Search the records for the word "fallen" and copy each line in which it appears.

__________

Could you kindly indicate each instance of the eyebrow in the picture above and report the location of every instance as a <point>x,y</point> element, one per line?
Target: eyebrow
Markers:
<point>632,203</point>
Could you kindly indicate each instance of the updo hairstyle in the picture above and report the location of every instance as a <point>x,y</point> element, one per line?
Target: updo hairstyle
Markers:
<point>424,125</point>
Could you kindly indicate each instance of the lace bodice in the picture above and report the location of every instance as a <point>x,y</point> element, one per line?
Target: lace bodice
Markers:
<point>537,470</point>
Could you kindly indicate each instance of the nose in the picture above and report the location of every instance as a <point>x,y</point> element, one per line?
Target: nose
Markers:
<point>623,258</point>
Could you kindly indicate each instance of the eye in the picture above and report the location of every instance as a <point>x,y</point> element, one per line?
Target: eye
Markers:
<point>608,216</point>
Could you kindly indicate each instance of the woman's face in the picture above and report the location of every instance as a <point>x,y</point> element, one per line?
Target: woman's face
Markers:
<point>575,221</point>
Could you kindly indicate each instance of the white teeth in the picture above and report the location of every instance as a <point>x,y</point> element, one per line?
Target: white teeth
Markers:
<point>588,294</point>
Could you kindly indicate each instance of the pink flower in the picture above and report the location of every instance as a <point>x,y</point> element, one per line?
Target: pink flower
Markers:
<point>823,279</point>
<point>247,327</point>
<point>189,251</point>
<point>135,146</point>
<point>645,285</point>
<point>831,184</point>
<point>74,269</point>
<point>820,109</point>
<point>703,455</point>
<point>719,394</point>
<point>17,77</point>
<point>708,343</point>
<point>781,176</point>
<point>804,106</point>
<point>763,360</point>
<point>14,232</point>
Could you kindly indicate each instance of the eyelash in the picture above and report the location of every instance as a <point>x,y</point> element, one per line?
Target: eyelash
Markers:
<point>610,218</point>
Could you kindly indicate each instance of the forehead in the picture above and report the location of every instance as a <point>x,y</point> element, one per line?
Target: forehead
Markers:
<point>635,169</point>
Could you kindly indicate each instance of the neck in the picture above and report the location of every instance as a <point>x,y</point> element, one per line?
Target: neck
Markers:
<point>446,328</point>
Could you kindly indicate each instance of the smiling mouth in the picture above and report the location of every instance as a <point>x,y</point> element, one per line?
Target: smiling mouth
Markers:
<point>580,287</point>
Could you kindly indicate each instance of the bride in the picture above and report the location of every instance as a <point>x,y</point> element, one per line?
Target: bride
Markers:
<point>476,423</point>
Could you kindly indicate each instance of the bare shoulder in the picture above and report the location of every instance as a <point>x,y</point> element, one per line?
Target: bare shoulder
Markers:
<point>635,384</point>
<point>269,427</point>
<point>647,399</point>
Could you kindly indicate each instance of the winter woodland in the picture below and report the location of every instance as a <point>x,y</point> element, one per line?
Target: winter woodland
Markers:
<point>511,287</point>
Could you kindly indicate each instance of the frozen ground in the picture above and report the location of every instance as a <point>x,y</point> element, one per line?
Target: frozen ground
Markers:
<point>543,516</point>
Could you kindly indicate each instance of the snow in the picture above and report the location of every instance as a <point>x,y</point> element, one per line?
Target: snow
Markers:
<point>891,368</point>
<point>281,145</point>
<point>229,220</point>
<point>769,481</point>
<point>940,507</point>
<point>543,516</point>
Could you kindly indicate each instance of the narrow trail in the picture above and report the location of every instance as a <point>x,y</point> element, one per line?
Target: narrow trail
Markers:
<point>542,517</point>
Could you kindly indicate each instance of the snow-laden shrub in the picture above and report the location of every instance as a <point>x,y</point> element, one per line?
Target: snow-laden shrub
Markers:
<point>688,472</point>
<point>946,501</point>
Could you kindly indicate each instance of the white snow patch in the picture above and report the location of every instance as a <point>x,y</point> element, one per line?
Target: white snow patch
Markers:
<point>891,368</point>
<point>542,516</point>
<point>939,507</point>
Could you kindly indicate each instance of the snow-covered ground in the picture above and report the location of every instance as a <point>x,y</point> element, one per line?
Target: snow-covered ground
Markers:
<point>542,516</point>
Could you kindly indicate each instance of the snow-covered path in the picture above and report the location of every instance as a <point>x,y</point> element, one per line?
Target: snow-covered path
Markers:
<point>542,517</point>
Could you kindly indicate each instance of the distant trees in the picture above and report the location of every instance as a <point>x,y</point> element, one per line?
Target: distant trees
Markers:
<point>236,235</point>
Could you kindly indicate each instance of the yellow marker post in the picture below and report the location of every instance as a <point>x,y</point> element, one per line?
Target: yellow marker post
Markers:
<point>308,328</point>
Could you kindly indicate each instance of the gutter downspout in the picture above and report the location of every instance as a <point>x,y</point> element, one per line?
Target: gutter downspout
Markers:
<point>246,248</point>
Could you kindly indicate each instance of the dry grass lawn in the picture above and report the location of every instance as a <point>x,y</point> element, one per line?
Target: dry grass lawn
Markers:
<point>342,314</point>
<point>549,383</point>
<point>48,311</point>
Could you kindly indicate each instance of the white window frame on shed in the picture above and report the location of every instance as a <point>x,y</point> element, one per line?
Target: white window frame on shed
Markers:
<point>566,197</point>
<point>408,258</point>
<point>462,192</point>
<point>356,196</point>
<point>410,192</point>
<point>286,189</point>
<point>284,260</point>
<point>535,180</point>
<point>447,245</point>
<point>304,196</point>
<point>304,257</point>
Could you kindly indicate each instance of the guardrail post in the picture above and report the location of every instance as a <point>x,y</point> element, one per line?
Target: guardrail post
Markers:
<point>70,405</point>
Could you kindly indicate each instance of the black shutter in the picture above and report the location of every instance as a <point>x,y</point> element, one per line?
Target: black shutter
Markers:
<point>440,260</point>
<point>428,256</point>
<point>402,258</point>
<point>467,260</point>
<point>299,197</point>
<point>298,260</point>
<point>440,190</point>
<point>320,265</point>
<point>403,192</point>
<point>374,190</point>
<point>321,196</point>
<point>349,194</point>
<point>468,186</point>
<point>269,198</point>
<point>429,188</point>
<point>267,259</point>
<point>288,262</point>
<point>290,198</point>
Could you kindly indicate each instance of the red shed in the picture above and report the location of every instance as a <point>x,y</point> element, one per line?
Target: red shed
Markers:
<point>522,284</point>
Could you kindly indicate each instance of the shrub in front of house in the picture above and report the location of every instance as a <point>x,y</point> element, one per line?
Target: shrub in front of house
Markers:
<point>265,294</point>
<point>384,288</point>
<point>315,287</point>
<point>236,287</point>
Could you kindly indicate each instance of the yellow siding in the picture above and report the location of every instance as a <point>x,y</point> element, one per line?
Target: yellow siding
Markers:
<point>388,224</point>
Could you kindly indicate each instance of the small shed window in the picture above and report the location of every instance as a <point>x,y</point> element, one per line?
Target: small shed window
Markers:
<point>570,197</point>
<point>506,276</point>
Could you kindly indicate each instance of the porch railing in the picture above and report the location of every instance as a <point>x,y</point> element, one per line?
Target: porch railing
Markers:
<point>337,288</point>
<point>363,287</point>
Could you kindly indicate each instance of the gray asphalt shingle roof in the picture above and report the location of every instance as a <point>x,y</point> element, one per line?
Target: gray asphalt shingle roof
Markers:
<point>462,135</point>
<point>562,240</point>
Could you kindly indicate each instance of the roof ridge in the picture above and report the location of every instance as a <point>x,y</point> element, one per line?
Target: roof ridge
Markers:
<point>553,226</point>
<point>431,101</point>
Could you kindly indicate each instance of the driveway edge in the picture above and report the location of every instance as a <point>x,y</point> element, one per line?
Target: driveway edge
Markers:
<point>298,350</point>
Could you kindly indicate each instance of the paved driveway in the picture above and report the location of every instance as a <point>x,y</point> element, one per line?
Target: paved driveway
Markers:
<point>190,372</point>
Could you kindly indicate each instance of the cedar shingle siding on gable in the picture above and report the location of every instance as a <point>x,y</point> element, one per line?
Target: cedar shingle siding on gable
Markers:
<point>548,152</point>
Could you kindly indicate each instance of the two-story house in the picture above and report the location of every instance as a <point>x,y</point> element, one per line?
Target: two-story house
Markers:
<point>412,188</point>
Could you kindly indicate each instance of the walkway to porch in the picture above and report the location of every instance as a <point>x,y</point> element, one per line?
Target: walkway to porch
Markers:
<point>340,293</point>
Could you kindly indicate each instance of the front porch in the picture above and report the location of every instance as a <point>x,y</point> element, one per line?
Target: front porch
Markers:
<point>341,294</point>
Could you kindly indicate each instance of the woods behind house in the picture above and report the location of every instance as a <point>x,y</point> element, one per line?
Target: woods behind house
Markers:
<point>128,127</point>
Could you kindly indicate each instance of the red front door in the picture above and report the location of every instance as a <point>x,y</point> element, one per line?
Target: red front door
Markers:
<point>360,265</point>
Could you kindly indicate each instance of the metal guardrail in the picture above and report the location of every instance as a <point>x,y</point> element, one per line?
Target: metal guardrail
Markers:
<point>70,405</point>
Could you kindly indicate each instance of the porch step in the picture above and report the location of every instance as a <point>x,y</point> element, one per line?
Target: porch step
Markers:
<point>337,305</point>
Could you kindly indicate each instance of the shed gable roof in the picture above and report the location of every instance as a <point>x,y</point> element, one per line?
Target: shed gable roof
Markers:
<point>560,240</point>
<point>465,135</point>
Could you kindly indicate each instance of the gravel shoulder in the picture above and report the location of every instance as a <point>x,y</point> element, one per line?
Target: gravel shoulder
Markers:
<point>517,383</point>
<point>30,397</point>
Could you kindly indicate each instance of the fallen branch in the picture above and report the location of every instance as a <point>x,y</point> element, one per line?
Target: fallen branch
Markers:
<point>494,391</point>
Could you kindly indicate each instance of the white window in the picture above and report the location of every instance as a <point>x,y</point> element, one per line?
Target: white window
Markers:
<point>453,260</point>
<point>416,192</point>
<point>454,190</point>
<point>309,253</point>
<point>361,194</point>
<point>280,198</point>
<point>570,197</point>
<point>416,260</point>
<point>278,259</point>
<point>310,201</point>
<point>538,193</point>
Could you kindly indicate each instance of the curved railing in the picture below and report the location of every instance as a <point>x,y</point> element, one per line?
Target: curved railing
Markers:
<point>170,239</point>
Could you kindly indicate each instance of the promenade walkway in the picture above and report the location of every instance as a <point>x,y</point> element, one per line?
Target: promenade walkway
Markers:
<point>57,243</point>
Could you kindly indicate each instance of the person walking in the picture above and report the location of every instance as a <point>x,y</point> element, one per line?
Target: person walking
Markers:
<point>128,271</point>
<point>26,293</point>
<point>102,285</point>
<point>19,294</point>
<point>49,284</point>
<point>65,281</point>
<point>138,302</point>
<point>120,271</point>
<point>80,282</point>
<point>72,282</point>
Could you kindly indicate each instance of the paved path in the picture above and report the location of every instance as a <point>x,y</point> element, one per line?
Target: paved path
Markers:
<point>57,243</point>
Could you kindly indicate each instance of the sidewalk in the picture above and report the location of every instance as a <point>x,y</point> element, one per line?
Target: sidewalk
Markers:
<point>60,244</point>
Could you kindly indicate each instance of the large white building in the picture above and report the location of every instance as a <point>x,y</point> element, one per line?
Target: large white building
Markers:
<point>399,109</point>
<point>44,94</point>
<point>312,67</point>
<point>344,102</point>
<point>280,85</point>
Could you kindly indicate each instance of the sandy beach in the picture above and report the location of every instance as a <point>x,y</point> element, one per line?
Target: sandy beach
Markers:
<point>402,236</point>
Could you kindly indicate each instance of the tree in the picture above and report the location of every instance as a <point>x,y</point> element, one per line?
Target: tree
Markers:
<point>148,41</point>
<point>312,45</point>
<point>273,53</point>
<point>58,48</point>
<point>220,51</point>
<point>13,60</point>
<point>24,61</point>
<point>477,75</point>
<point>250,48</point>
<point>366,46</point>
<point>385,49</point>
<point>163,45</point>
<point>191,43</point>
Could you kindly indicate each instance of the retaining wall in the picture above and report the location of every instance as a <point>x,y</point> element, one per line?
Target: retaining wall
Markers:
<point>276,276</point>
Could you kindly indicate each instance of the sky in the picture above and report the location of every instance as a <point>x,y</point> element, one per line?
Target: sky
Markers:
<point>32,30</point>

__________

» RESPONSE FOR THIS EXERCISE:
Could you kindly indicate each instance of the fallen branch in the picture above and report the location of every instance as a <point>x,y</point> element, one per line?
Target: fallen branch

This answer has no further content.